**To do**:
A - Which foods did Hari order at the restaurant, according to the passage about Hari?
B - Can you return the text of the passage about Hari starting at "His heart was" and ending at "tell their parents.", copied word for word?

**Source extract**:
+ + + + +

As I was leaving, Dr. Reddy said: “You know, he’s really very self-confident. I’m not sure how he ended up like this, but I can count on my hands the number of men I’ve seen who are so sure of themselves and so comfortable talking about it.”

Outside, in the advancing evening, Hari was waiting on the road, leaning against a compound wall. He seemed contemplative, but he was in better spirits than I’d seen him in a while. He said all doctors should be like Dr. Reddy. They should listen and give their patients information. He said he felt he understood what it
meant to be a homosexual, and especially a homosexual in India, much better now. He was sure it would help him when the time came to tell his parents.

“So, when do you think that will be?” I asked him.

“Who knows,” he said, and his face dropped. It was like watching a shadow come over him. “First, I have to sort through my mess,” he said. “No job, no money, so many debts—it’s not the right time to add to my difficulties.”

I lost track of Hari for a while after that. When I next heard from
him, a few months later, things seemed to have turned around for him. He told me he’d come out to one of his sisters. She was the first person in his family to know, and she’d accepted him. That was a big load off his back. He’d found a new job, too. He was living in Bangalore now, marketing for a company that offered software services to American clients. He was getting paid substantially less than he’d hoped for. But it was better than nothing; it allowed him to pay off his debts.

Hari was living in a suburb far outside the city. He commuted into town on weekends. He had a wide circle of friends, many of whom he’d met over the Internet. He was enjoying Bangalore’s gay life. He went to meetings and get-togethers sponsored by gay rights associations.

We met one afternoon when I was visiting Bangalore. Hari took the long bus ride from his suburb, through the city’s chaotic traffic, to the center of town. He was almost two hours late.

We sat in a restaurant by Cariappa Park, not far from where I had
first met Veena. The restaurant was noisy, full of conversation about venture capital and stock options and new start-ups. Hari ordered garlic bread he didn’t seem too happy with, and apple pie and ice cream he liked better. He told me about life in Bangalore. He said it was like living at the center of India, the place to be if you wanted to make something of yourself. He seemed ambitious again. He had that old lightness, that joyful, carefree quality that I remembered from when we’d first met.

He told me about coming out to his sister. She sent him a text message one day asking when he planned to get married, and he replied: “I can’t get married. If I do, I’ll spoil a girl’s life. I’m gay. I don’t want to live a lie.”

His heart was pounding after he sent the message. His palms felt cold. His sister wrote back almost immediately, saying she had suspected that he might be gay, and it was fine with her. They met a couple days later. She said he should live the way he wanted. But she asked him not to tell their parents.

+ + + + +

**Data for analysis**:
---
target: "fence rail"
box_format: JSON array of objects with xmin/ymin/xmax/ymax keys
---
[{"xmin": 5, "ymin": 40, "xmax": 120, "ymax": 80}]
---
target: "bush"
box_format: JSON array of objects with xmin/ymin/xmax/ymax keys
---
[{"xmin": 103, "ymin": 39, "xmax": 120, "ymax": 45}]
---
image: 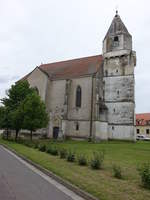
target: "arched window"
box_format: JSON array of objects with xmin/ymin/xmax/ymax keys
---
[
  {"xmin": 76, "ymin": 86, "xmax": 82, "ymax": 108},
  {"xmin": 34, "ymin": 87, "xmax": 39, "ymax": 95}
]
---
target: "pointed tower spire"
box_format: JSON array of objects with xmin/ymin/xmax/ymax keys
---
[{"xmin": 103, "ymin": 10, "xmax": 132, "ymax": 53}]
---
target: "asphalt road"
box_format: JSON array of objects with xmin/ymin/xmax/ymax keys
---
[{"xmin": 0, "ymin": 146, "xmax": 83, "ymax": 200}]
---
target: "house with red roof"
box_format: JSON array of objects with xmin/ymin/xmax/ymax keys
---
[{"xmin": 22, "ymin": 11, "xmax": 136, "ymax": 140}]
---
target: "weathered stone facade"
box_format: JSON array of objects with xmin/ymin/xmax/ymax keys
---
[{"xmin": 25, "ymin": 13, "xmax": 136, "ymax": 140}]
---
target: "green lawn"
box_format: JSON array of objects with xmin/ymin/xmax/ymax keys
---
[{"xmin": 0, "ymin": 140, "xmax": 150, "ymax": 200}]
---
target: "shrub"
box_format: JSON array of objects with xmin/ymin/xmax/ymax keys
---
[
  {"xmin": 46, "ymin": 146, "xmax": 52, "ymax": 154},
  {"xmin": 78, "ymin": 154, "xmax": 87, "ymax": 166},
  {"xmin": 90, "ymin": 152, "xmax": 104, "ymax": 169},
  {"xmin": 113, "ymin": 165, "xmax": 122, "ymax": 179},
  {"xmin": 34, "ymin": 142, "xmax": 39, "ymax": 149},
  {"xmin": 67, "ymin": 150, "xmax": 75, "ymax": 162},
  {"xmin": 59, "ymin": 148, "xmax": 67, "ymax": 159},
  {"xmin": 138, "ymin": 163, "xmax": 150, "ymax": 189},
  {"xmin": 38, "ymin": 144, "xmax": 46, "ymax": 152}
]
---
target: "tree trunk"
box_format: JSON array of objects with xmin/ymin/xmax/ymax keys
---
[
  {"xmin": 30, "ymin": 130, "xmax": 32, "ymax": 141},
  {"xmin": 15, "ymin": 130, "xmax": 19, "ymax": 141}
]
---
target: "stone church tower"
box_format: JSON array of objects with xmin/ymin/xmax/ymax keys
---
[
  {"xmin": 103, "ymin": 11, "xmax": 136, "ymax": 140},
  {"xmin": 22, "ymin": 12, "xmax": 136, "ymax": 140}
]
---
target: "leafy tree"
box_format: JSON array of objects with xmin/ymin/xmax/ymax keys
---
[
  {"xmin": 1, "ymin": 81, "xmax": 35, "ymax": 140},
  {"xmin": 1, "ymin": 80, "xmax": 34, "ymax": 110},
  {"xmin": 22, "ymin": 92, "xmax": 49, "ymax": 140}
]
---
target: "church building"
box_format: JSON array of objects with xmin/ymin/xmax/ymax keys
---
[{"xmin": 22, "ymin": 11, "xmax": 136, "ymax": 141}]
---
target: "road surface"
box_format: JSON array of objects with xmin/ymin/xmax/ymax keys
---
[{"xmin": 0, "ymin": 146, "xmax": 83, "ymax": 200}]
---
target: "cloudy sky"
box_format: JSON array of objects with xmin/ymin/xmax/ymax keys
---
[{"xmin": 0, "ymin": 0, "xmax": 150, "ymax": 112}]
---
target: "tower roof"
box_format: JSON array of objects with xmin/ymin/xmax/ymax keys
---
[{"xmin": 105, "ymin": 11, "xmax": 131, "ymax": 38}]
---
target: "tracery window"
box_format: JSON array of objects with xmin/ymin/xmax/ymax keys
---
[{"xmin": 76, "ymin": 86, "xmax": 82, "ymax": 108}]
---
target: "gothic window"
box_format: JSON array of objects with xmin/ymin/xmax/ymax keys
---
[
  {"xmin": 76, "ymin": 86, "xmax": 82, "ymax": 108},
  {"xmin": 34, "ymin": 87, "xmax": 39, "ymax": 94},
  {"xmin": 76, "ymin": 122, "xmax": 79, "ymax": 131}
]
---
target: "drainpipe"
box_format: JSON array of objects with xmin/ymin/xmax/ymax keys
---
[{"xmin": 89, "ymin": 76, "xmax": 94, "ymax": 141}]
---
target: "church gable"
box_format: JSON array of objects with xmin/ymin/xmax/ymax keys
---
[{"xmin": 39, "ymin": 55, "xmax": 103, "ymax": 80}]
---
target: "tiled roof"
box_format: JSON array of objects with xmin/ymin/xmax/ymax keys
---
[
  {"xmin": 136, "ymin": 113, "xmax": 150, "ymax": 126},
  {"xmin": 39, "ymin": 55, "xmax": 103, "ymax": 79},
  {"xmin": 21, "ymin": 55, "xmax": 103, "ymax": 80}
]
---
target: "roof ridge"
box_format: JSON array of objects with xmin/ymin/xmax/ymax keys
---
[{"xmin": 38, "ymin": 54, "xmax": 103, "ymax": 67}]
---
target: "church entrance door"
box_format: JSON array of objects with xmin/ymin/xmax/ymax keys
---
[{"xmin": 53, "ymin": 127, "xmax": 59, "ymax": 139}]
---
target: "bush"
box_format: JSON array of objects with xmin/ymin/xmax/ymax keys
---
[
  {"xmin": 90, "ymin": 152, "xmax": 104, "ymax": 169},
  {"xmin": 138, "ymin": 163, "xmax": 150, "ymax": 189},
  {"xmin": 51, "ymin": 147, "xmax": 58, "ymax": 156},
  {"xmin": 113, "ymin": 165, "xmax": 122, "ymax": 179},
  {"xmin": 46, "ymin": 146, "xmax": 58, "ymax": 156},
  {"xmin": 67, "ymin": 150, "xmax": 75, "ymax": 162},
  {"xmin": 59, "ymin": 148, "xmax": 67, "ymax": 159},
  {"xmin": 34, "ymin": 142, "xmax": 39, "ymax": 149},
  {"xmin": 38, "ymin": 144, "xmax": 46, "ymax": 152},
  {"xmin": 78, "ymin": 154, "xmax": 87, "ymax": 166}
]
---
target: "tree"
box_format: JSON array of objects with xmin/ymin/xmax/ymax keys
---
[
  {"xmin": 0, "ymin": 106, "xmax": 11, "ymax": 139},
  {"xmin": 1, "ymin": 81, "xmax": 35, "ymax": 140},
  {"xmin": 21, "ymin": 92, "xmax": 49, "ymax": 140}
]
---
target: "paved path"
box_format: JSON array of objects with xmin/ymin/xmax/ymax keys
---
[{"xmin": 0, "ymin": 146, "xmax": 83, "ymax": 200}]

+ + + + +

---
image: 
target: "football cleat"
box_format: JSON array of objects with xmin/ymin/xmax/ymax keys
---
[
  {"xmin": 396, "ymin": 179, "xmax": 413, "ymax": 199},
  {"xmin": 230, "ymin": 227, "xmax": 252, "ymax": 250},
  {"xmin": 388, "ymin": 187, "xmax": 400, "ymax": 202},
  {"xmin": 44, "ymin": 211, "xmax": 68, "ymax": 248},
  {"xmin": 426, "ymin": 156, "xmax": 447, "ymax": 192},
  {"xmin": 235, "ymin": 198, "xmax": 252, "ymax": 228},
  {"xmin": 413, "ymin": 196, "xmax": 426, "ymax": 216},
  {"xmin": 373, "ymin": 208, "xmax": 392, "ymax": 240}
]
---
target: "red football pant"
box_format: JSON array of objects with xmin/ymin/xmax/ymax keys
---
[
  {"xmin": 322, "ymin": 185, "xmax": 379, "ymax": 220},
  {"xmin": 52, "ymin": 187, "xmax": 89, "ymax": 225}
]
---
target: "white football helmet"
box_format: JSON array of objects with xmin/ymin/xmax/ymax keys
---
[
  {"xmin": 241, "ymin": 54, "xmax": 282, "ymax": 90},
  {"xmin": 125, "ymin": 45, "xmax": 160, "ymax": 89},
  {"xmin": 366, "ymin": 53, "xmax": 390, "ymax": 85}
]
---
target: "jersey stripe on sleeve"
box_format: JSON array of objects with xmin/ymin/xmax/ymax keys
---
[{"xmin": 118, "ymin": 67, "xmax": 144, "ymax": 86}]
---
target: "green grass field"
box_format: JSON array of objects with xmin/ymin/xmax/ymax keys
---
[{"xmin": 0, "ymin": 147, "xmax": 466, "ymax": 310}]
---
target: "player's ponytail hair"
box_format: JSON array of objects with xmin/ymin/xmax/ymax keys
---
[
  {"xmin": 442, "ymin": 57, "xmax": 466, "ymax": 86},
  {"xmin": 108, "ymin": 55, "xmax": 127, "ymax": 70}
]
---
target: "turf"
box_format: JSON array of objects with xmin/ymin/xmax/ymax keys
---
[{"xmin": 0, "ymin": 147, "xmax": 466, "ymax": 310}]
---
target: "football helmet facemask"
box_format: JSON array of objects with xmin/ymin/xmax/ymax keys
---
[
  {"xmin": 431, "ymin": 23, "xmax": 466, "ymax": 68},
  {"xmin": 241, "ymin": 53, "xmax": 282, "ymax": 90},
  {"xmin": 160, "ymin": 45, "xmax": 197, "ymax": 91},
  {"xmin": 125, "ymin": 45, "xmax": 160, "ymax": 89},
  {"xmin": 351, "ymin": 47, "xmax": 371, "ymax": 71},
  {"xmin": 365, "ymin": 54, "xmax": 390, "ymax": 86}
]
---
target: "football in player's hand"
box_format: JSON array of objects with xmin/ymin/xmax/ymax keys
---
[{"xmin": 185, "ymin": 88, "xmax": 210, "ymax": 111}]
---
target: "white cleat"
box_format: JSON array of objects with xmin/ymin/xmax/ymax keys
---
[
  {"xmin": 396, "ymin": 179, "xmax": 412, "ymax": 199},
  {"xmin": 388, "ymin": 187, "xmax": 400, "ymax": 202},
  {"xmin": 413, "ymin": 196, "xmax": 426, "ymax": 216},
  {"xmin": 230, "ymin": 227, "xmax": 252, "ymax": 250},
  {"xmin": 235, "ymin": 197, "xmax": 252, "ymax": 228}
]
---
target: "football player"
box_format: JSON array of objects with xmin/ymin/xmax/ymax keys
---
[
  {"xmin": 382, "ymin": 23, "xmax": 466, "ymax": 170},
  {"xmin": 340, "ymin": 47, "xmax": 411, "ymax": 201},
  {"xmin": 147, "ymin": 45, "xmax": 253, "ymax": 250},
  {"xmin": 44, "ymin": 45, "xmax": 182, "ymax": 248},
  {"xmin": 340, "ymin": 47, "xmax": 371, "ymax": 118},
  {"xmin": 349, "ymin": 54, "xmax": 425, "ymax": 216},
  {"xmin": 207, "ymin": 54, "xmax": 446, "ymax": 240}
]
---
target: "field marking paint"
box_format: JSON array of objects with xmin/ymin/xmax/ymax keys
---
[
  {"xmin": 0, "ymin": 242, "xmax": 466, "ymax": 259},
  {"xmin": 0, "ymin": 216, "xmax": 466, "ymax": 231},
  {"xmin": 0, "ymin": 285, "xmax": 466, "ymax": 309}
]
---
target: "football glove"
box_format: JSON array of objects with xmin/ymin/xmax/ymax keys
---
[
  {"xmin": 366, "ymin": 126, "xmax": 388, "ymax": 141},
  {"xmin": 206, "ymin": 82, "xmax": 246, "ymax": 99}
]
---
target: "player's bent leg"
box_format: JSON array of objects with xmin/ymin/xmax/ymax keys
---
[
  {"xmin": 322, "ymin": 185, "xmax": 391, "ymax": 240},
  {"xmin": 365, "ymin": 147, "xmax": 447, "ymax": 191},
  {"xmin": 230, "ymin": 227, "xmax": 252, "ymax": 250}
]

+ + + + +

**Answer section**:
A -
garlic bread
apple pie
ice cream

B -
His heart was pounding after he sent the message. His palms felt cold. His sister wrote back almost immediately, saying she had suspected that he might be gay, and it was fine with her. They met a couple days later. She said he should live the way he wanted. But she asked him not to tell their parents.